Solicitud escrita A
En el texto sobre la deidad de Cristo, ¿qué forman los dos caminos de evidencia cuando están trenzados?
Solicitud escrita B
Prosigue el texto sobre la deidad de Cristo y la experiencia como prueba a partir de su última oración.

Fragmento seleccionado
________________________

La deidad de Cristo y la experiencia como prueba

Un escritor declaró recientemente que la verdadera convicción de la deidad de Cristo no depende “de ciertos pasajes bíblicos ni de argumentos gastados que se derivan de ellos, sino del hecho generalizado de la manifestación total de Jesucristo y de la impresión que él produjo en el mundo”. Es indudable que esta antítesis resulta demasiado brusca y que, posiblemente, deje entrever una desconfianza infundada en las evidencias que ofrecen las Sagradas Escrituras. Con el fin de presentar con mayor justeza el argumento aducido, podría leerse de esta otra manera: Nuestra convicción de la deidad de Cristo no descansa solamente en ciertos pasajes escritúrales que la sustentan, sino también en la impresión total que produjo en el mundo. O, quizás, podríamos decirlo todavía de este otro modo: Nuestra convicción depende tanto de las declaraciones escriturarias como de todas las manifestaciones de Cristo. Los dos caminos evidencióles son válidos, y trenzados, forman una cuerda indestructible. Los textos y pasajes bíblicos demuestran que los que acompañaron a Jesús le consideraban divino; que él se consideró a sí mismo divino; que los que fueron enseñados por el Espíritu Santo le reconocieron como divino y que finalmente, él es divino. Pero por encima de todo este cúmulo de evidencias bíblicas, Jesús dejó en el mundo una impresión que constituye un testimonio independiente de su divinidad, y es muy posible que para muchas mentalidades ésta sea la más concluyente de todas las evidencias. En realidad de verdad, es muy apropiada e impresionante.

LA EXPERIENCIA COMO PRUEBA

La justificación que alega el autor recién citado para deshacerse de la evidencia escritural y plegarse a la impresión que Jesús produjo en el mundo, también se halla expuesta a la crítica. “Jesucristo”, dice nuestro escritor, “es una de esas verdades esenciales que resultan ser demasiado grandes para ser demostradas, tales como Dios, la libertad o la inmortalidad”. Pero resulta que, al parecer, estos factores descansan sobre pruebas y no sobre la experiencia. No necesitamos detenernos a demostrar que la misma experiencia constituye una prueba en sí. Más bien deseamos indicar que, según parece, se ha producido una cierta confusión entre la capacidad de desplegar la prueba mediante la cual quedamos convencidos, y nuestra capacidad para intuirla. Es bien cierto que “las conclusiones esenciales de la mente humana son mucho más amplias y potentes que los argumentos que las sostienen”, y que las pruebas “siempre varían, mientras que las creencias permanecen”. Pero esto no resulta por el hecho de que las conclusiones en cuestión no descansen sobre bases firmes sino porque, al hacer nuestra presentación argumentativa, no hemos tenido la capacidad suficiente como para aducir las pruebas verdaderas sobre las cuales descansan.

________________________

Extractos del conjunto
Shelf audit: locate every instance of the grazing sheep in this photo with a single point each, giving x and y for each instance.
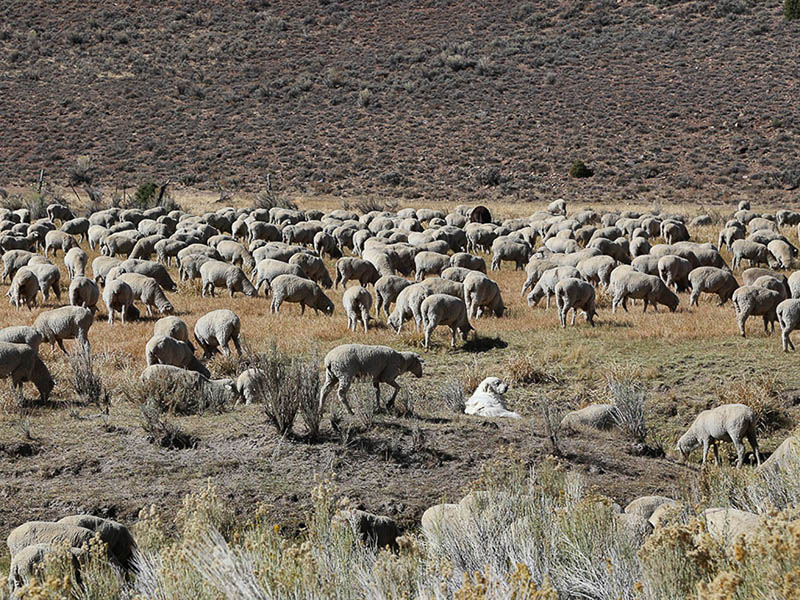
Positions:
(268, 269)
(173, 327)
(426, 263)
(651, 289)
(517, 251)
(348, 362)
(48, 275)
(572, 293)
(727, 423)
(482, 296)
(24, 288)
(84, 292)
(290, 288)
(21, 334)
(65, 323)
(711, 280)
(674, 271)
(387, 288)
(58, 240)
(151, 269)
(788, 313)
(756, 301)
(355, 268)
(357, 302)
(21, 362)
(101, 266)
(313, 267)
(757, 254)
(442, 309)
(118, 296)
(164, 350)
(488, 400)
(216, 329)
(148, 291)
(76, 260)
(218, 273)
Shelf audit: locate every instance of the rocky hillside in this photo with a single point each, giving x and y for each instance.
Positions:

________________________

Resultado final A
Forman una cuerda indestructible.

Resultado final B
RACIONALIDAD INCONSCIENTE

El ser humano reconoce el rostro de su amigo a simple vista, o su propia escritura. Preguntadle cómo sabe que ese es el rostro de su amigo o la escritura que tiene ante sí, y permanecerá mudo o, si trata de contestar, hablará incoherencias. Sin embargo, su conocimiento descansa sobre bases sólidas, aunque le falte la capacidad analítica para aislarlas y fundamentarlas. Nosotros creemos en Dios, en la libertad o en la inmortalidad, y tenemos buenas bases para ello, aunque no podamos analizar satisfactoriamente estos hechos. No existe ninguna convicción verdadera que no tenga alguna base racional con que sustentarse. De igual modo, si nos sentimos completamente seguros de la deidad de Cristo, será porque pisamos sobre fundamentos adecuados que apelan a la razón. Pero también puede suceder que nos apoyemos en fundamentos que no hayan sido analizados, o que no estén a nuestro alcance analizarlos, como en el planteo de un análisis lógico.

No es necesario formular el análisis del fundamento de nuestras convicciones antes de que se transformen en tales, del mismo modo que no necesitamos analizar los alimentos antes de que puedan nutrirnos; y podemos creer perfectamente en evidencias que estén entremezcladas con errores, así como podemos vivir mediante alimentos que están lejos de ser químicamente puros. La alquimia mental, a igual que la del aparato digestivo, sabe cómo extraer de la masa aquello que le sirve de sustento; y del mismo modo que podemos vivir sin la posesión de ninguna clase de conocimientos químicos, de igual manera podemos poseer convicciones sinceras, basadas en la razón más sana, sin conocer los rudimentos de la lógica. Para que la convicción que el cristiano posee de la deidad de su Señor sea sana, no depende de la habilidad con que pueda presentar de un modo convincente los fundamentos de su convicción. La evidencia que ofrece puede ser totalmente inadecuada, mientras que aquella sobre la cual se funda, es absolutamente inconmovible.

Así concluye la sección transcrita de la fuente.